-------- Text passage --------

Post-flip kernel bring-up

  • Post-flip entry (protected_mode_entry in kernel/arch/x86/entry.asm): TSS base patch + SS0/ESP0/IOPB-offset init + ltr, PIT @ 100 Hz, 32-bit IRQ 0 / IRQ 6 handlers via idt_set_gate32, driver inits (ata_init, fd_init, fdc_init, ps2_init, vfs_init, network_initialize), unmask IRQ 0/6, sti, welcome banner, then falls into shell_reload. Segment reload, ESP, GDT, and IDT are already in place from high_entry. Any post-flip CPU exception lands in idt.asm’s exc_common and prints EXCnn EIP=h CR2=h ERR=h on COM1.

--------

▶ _Directive A_: In the kernel bring-up text above, what routine does the post-flip entry fall into after showing the welcome banner?
▶ _Directive B_: Extend the kernel bring-up text above with the next part, picking up after its final sentence.
The data after this passage was taken from a separate source.

-------- Records provided --------

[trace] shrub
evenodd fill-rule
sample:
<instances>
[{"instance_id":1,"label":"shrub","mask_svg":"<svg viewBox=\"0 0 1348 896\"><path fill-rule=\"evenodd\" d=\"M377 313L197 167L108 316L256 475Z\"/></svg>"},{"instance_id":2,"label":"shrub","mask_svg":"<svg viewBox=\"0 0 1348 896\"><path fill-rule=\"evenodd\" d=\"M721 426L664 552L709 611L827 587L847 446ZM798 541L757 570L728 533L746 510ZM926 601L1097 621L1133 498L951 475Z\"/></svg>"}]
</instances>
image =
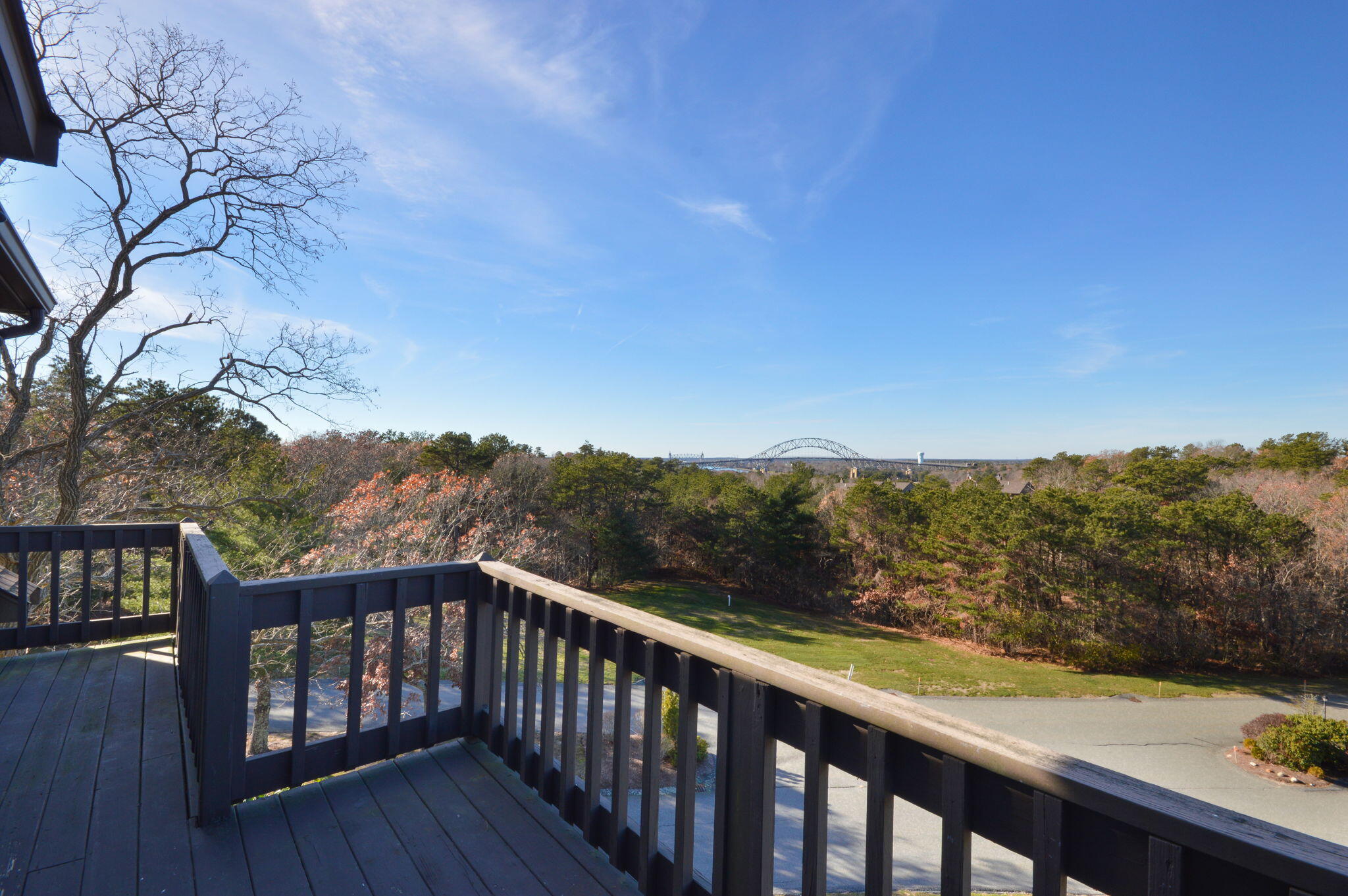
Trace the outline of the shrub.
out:
<instances>
[{"instance_id":1,"label":"shrub","mask_svg":"<svg viewBox=\"0 0 1348 896\"><path fill-rule=\"evenodd\" d=\"M1062 656L1082 672L1136 672L1146 667L1146 656L1134 644L1070 641L1064 645Z\"/></svg>"},{"instance_id":2,"label":"shrub","mask_svg":"<svg viewBox=\"0 0 1348 896\"><path fill-rule=\"evenodd\" d=\"M670 765L678 768L678 694L670 690L666 690L661 698L661 732L665 734L665 740L670 742L669 749L665 750L665 759L669 760ZM712 745L706 742L706 738L698 736L698 765L706 761L706 755L710 749Z\"/></svg>"},{"instance_id":3,"label":"shrub","mask_svg":"<svg viewBox=\"0 0 1348 896\"><path fill-rule=\"evenodd\" d=\"M706 761L706 755L710 752L712 745L706 742L706 738L698 734L697 737L697 764L701 765ZM669 760L670 765L678 768L678 746L670 745L669 750L665 752L665 759Z\"/></svg>"},{"instance_id":4,"label":"shrub","mask_svg":"<svg viewBox=\"0 0 1348 896\"><path fill-rule=\"evenodd\" d=\"M1305 772L1312 765L1348 771L1348 722L1318 715L1289 715L1260 734L1255 745L1268 761ZM1252 750L1251 750L1252 752Z\"/></svg>"},{"instance_id":5,"label":"shrub","mask_svg":"<svg viewBox=\"0 0 1348 896\"><path fill-rule=\"evenodd\" d=\"M1259 737L1267 732L1274 725L1286 725L1287 717L1282 713L1264 713L1263 715L1255 715L1252 719L1240 726L1240 733L1247 738Z\"/></svg>"},{"instance_id":6,"label":"shrub","mask_svg":"<svg viewBox=\"0 0 1348 896\"><path fill-rule=\"evenodd\" d=\"M661 732L667 740L678 740L678 694L669 689L661 695Z\"/></svg>"}]
</instances>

--------

▶ _Response A_: It falls into shell_reload.

▶ _Response B_:
Ring-3 userland

  • Ring-3 userland: GDT has user code (0x18, DPL=3) and user data (0x20, DPL=3) descriptors plus a TSS at 0x28 whose SS0:ESP0 points at the kernel stack. The INT 30h gate is DPL=3 so ring-3 programs can call it; CPU exceptions and IRQs stay DPL=0 (hardware bypasses the gate-DPL check) so user code can’t synthesise fake fault frames. program_enter reloads DS/ES/FS/GS to USER_DATA_SELECTOR (0x23) and iretds into ring 3 at PROGRAM_BASE (0x08048000) with ESP=USER_STACK_TOP (0xFF800000, sitting exactly at the user/kernel boundary = KERNEL_VIRT_BASE) and EFLAGS=0x202 (IF=1, IOPL=0). Privileged instructions (cli/sti/in/out/CR writes) #GP from userland.
  • Shell respawn (shell_reloadprogram_enter): vfs_find + vfs_load for bin/shell, then program_enter resets the fd table, zeroes the program’s BSS region per the trailer-magic protocol (dw bss_size; dw 0xB055), snapshots the ring-0 ESP into [shell_esp], and iretds the program at ring 3. sys_exit from any program restores [shell_esp] (the CPU has already auto-switched to TSS.ESP0 on the ring-3 → 0 transition) and re-enters shell_reload.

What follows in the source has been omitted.